==== Selected excerpt
Another issue is that API is inconsistent. We've already seen a couple examples of this. If you look up any syscol and try to decide, how should I use this safely, the answer depends on your file system, file system mode. If you want to know if your pends are atomic. The answer is they're usually atomic but not with ext3 or ext4 that equals writeback or ext2 in any mode. Or if you want to know if directory ops can be reordered, mostly they cannot be, but there could be a better [INAUDIBLE] so ext2 not shown on this slide.

And this is true for any particular property you might care about, even properties that many people assume are fundamental, like writing a single sector is atomic. this is actually not enforced by most file systems that happens to be enforced with most current generations of disk. People have experimented with MBM where this would not be true. And if these enter wide use, you will see many, many bugs with respect to this. And this is, by the way, these aren't bugs. This API behavior is different by design. Theoretically, when you're writing code that accesses files, you should read the files at spec understand the whole thing completely and then code to the spec. In practice, this is not what people do. People typically code to what disks they have and what file systems they have. And then when you insert another file system, you end up with bugs.

So another issue is documentation's unclear. Earlier we talked about these data modes. If we want to know what these mean, if you ask, people say, oh, you should read the man page. So let's look at the man page. Journal says all data is committed into the journal prior to being written into the main file system. Ordered says all data is forced directly out to the main system prior to its metadata being committed to the journal.

Writeback is quite long. I'm not going to read this whole thing, but I will note that says this is rumored to be the highest-throughput option. The problem with these docs is like, what does this mean You can only actually understand what this means if you not only know what a journaling file system is, you actually know about implementation decisions the [INAUDIBLE] ext decided to make. This cannot tell you how to use your file system. It can only remind you if you already knew.

If you want to go find English language docs, LKML is probably the place to go. This is Linux kernel analyst. Here's an exchange from 2009 where someone finds out a very surprising thing to them of health systems. They ask, where is this documented? A developer hopefully responds, this mailing list. A file system developer, a core file system developer, responds, oh, probably some six to eight years ago in email postings that I made. So if you want to understand how to use file systems safely, you're basically expected to read the last five to 10 years of LKML with respect to file systems.
========
==== Information provided
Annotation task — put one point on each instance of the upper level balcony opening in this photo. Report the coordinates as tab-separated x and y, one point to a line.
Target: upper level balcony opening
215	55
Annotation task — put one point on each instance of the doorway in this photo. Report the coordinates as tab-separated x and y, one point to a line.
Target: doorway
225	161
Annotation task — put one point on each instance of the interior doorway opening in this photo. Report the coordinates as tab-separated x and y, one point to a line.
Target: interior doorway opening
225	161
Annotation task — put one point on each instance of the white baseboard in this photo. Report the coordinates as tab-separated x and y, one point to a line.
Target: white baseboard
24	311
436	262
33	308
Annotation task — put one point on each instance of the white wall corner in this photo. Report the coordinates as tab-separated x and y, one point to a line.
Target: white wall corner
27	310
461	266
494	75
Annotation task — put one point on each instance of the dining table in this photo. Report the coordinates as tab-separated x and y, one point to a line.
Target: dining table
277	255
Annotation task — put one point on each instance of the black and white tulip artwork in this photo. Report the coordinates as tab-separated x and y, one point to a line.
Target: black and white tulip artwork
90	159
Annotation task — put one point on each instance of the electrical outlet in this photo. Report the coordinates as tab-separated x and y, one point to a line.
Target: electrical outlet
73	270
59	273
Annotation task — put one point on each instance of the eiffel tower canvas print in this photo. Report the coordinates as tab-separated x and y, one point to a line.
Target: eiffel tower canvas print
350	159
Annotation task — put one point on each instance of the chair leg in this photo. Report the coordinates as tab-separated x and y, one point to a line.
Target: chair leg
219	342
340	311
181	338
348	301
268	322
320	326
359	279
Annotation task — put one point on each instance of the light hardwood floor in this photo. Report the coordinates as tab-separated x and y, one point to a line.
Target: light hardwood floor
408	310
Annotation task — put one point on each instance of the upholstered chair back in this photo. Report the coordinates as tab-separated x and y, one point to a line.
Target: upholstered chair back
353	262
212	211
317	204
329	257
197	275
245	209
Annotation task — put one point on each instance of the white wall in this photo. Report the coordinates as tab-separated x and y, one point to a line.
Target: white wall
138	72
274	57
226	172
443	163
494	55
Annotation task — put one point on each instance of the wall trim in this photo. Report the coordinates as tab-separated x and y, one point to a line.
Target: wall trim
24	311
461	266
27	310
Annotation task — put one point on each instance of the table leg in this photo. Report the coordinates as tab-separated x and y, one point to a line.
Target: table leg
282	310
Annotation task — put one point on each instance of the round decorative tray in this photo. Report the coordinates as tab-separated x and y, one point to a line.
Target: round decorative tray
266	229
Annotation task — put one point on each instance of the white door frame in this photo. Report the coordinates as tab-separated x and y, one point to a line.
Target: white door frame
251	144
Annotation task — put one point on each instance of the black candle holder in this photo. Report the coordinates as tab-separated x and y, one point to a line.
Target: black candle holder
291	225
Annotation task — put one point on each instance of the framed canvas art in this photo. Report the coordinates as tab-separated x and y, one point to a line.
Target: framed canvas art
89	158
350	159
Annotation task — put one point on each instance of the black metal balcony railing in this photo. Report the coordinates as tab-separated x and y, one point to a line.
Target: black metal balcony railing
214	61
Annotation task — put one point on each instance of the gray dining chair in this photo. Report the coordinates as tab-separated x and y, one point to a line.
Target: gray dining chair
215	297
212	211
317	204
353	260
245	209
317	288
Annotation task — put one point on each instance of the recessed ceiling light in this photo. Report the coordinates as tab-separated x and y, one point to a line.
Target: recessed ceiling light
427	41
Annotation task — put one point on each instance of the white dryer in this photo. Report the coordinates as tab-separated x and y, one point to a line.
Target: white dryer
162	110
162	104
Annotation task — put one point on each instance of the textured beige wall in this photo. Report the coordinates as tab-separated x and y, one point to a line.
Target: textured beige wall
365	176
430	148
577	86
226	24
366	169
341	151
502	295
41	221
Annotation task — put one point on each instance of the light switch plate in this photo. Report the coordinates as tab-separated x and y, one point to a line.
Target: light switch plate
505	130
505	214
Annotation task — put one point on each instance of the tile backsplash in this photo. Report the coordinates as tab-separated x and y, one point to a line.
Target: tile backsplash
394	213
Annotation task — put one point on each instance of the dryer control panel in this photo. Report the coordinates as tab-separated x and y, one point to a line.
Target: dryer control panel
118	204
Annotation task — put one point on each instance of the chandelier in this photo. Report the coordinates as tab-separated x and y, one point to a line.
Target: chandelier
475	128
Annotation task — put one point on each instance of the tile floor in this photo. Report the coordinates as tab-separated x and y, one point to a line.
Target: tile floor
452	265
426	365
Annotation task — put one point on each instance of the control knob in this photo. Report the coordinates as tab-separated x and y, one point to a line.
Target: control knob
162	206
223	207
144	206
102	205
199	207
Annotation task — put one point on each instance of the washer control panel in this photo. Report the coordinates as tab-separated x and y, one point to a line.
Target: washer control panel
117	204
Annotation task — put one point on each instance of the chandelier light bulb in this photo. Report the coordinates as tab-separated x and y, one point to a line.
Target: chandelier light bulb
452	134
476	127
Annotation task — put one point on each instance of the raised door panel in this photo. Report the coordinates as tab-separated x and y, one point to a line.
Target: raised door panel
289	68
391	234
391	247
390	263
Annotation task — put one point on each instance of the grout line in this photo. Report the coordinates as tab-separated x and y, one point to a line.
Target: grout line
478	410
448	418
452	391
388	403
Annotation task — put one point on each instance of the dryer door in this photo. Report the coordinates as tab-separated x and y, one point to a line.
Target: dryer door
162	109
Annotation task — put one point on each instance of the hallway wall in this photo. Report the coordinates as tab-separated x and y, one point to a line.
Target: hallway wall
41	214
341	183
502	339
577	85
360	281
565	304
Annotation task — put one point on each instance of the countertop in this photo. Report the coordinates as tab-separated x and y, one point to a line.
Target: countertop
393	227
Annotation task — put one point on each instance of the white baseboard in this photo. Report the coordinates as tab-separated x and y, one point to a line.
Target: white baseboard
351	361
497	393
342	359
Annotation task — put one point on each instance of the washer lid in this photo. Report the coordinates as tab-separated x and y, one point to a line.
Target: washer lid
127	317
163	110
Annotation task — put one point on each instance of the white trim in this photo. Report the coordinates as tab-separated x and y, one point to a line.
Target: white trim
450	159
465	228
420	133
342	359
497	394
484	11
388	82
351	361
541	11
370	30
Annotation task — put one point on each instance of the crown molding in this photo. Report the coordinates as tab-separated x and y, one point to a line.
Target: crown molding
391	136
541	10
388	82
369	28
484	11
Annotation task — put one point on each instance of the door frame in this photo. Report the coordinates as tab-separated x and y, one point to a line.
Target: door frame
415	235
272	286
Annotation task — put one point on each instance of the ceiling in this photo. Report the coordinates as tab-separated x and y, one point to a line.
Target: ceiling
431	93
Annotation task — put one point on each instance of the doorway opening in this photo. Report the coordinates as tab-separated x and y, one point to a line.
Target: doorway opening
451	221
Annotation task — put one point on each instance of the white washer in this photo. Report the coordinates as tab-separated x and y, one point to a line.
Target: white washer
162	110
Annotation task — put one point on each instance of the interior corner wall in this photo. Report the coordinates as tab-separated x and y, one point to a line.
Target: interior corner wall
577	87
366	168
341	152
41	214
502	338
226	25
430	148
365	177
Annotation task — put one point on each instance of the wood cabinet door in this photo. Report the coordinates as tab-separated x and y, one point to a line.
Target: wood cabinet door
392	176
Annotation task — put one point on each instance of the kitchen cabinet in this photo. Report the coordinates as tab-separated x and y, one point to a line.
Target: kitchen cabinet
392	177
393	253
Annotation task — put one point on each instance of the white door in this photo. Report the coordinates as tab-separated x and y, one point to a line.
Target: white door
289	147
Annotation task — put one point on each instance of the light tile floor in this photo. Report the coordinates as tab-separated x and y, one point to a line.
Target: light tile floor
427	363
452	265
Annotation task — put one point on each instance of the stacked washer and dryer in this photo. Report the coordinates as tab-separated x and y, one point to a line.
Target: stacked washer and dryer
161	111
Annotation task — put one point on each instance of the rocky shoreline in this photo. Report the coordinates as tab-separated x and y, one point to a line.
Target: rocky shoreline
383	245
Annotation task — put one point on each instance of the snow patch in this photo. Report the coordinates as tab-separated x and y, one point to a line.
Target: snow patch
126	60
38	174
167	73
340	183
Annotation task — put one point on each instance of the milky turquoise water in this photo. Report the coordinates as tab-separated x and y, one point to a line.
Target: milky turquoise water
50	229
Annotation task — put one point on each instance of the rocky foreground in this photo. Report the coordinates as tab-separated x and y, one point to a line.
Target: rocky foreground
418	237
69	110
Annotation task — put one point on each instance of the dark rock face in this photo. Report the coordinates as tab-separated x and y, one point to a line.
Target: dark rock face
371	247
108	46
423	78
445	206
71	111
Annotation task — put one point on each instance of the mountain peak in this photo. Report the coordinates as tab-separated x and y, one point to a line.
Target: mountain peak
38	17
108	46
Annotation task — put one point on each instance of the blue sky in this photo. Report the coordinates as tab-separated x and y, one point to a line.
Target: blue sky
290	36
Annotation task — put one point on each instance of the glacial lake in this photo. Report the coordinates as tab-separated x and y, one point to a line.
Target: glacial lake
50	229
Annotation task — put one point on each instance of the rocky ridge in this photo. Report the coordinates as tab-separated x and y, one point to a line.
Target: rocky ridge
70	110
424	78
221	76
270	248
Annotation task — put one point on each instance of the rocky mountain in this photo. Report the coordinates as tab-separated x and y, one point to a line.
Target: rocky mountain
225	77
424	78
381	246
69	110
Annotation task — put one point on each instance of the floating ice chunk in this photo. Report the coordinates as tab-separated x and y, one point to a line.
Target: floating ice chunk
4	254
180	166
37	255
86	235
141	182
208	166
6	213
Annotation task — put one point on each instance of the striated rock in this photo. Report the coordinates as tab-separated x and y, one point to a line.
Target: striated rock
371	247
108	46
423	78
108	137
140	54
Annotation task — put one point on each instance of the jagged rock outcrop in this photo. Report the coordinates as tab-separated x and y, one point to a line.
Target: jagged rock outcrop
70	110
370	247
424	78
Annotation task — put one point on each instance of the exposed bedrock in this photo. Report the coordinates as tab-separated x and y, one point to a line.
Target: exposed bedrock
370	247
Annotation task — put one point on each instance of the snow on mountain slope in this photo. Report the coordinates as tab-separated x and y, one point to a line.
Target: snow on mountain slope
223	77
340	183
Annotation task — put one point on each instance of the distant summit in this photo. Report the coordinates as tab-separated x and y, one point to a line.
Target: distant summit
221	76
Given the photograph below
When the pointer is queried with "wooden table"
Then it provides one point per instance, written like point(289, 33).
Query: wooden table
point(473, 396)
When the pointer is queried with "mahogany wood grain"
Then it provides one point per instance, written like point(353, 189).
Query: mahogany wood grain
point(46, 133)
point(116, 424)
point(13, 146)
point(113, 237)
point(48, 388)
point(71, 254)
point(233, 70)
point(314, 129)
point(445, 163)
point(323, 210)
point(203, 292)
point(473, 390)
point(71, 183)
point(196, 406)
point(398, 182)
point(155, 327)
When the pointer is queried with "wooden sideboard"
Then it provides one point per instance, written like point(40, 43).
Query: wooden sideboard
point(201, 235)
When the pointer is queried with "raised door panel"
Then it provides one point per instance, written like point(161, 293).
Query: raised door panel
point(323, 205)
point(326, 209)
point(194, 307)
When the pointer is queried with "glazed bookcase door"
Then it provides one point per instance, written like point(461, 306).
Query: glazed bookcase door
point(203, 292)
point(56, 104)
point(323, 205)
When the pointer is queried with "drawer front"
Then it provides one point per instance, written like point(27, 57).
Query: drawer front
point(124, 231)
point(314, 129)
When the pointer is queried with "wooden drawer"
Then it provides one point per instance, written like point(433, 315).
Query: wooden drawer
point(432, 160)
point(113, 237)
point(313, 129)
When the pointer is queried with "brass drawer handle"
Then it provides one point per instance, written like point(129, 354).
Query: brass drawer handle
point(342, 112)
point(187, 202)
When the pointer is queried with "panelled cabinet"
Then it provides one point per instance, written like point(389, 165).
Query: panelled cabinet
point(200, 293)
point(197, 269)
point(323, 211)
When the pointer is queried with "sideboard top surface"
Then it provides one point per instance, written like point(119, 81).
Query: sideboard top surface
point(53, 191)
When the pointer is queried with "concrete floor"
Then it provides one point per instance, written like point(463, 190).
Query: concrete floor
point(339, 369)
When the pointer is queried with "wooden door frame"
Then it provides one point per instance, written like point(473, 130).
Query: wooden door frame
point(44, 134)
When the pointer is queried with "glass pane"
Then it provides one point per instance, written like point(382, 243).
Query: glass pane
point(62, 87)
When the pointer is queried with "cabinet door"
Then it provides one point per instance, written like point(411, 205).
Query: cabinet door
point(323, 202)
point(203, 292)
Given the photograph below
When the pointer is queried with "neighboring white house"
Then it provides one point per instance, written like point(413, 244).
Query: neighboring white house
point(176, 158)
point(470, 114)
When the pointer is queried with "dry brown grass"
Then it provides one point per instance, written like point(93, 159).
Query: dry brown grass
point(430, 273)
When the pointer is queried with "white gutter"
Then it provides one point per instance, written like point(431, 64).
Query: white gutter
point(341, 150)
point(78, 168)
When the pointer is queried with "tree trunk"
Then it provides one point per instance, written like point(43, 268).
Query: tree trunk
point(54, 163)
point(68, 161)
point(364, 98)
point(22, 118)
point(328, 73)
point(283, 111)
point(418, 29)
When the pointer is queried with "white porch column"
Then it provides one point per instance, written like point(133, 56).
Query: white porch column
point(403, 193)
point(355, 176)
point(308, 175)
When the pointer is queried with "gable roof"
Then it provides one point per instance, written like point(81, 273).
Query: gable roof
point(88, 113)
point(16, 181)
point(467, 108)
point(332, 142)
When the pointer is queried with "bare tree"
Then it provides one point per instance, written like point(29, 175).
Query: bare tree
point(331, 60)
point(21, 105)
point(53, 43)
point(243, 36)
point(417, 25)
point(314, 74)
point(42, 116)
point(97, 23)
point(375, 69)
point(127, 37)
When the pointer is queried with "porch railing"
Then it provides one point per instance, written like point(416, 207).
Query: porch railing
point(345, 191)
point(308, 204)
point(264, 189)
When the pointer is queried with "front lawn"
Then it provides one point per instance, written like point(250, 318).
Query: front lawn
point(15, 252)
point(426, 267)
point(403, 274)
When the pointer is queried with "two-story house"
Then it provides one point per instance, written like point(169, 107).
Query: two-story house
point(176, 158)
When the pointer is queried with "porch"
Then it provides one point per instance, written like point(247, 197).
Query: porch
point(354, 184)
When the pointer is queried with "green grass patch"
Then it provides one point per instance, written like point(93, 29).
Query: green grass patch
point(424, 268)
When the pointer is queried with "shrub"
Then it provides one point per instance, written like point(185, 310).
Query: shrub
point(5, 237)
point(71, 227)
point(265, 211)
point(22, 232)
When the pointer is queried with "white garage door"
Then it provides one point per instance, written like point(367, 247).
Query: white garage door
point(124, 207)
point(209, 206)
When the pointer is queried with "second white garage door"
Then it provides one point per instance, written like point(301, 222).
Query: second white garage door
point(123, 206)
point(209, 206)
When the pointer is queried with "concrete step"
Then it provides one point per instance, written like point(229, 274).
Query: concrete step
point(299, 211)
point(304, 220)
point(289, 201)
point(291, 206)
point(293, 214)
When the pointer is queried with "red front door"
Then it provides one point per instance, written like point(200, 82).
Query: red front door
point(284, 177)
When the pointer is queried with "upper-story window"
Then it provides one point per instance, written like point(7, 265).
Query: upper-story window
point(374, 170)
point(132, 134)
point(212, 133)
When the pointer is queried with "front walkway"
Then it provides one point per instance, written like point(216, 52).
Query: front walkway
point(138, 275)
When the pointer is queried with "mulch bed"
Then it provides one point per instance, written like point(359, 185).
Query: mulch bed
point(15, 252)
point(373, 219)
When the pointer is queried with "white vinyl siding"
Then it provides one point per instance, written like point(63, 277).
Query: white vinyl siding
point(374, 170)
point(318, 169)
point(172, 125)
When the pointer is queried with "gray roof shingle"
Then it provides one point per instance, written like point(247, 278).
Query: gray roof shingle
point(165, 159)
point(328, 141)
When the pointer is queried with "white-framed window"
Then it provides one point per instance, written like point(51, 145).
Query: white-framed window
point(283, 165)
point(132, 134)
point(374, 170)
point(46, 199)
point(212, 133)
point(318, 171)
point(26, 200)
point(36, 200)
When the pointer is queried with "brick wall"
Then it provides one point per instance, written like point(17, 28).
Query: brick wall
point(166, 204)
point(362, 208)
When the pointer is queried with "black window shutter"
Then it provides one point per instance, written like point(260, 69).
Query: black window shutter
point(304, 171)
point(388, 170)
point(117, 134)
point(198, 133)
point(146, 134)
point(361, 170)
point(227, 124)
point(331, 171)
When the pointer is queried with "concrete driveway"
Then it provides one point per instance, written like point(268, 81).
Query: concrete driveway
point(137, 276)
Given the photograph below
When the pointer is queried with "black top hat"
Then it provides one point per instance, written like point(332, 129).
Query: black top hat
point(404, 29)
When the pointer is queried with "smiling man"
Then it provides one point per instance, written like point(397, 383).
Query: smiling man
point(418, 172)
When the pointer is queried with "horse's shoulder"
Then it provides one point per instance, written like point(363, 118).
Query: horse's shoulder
========
■ To-do list
1. Do these statements agree with the file system transcript? Answer yes or no for each, quoting the words of the transcript that decide it.
(a) Writeback is rumored to be the highest-throughput option.
(b) The differing API behavior is the result of bugs.
(c) The LKML exchange shown is from 2012.
2. Transcribe the file system transcript starting with "Another issue is that" and going on through "on this slide.".
Answer from the file system transcript alone.

■ Worked solutions
1.
(a) Yes: "this is rumored to be the highest-throughput option"
(b) No: "these aren't bugs. This API behavior is different by design."
(c) No: "Here's an exchange from 2009"

2.
Another issue is that API is inconsistent. We've already seen a couple examples of this. If you look up any syscol and try to decide, how should I use this safely, the answer depends on your file system, file system mode. If you want to know if your pends are atomic. The answer is they're usually atomic but not with ext3 or ext4 that equals writeback or ext2 in any mode. Or if you want to know if directory ops can be reordered, mostly they cannot be, but there could be a better [INAUDIBLE] so ext2 not shown on this slide.